Reproduce only the lines of the items from the line with "Point to the woman's lips" up to and including the line with "<point>215,638</point>", requests included. Multiply each point coordinate in the answers by 0.25 and round to whole numbers with halves rounded up, leaving the sample coordinates inside the requests as they are.

*Data for processing*
● ● ● ● ●
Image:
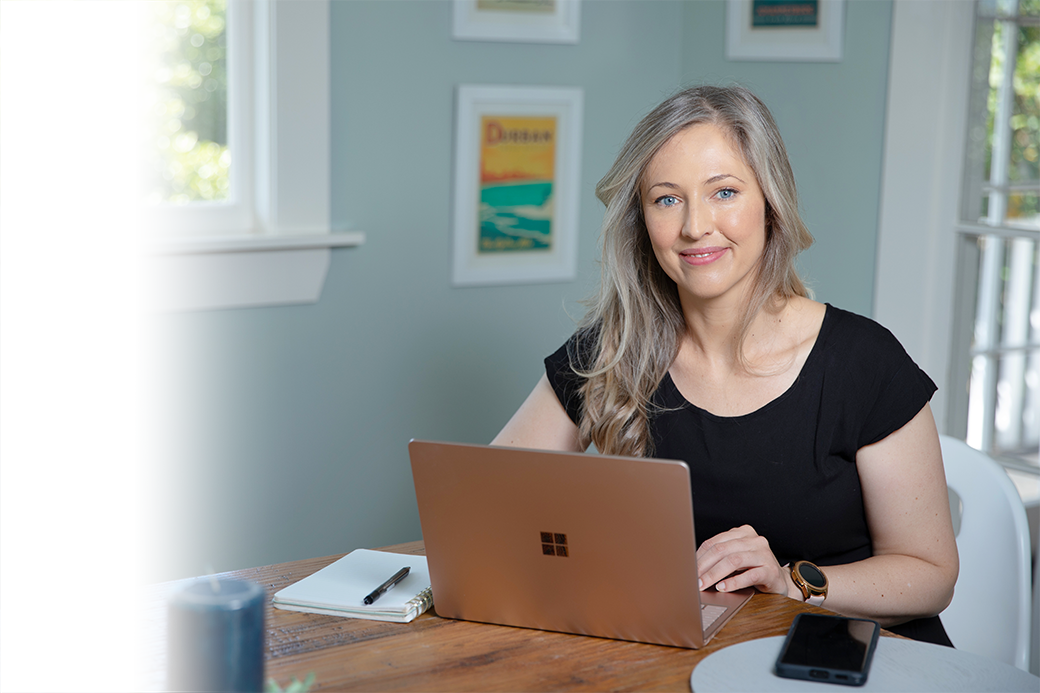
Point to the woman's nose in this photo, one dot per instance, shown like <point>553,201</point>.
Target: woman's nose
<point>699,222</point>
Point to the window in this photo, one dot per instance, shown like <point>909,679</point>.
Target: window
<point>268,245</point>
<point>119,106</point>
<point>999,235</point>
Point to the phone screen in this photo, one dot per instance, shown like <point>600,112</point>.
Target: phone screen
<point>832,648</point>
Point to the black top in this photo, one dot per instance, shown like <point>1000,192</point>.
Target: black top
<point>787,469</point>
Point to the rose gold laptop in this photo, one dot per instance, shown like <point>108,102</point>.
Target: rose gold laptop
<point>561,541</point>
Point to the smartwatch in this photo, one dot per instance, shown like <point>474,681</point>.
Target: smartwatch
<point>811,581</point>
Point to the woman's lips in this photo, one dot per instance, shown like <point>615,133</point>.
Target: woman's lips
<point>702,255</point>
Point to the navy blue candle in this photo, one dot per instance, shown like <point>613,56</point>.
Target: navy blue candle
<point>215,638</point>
● ● ● ● ●
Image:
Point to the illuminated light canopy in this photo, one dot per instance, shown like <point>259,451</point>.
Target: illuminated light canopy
● ● ● ● ●
*In response*
Point to the woman's lips in this photo, one dot per instance, shown like <point>615,133</point>.
Target: woman's lips
<point>176,64</point>
Point to the navy blue candle in this photo, one dot per instance, shown like <point>613,56</point>.
Target: navy blue candle
<point>54,160</point>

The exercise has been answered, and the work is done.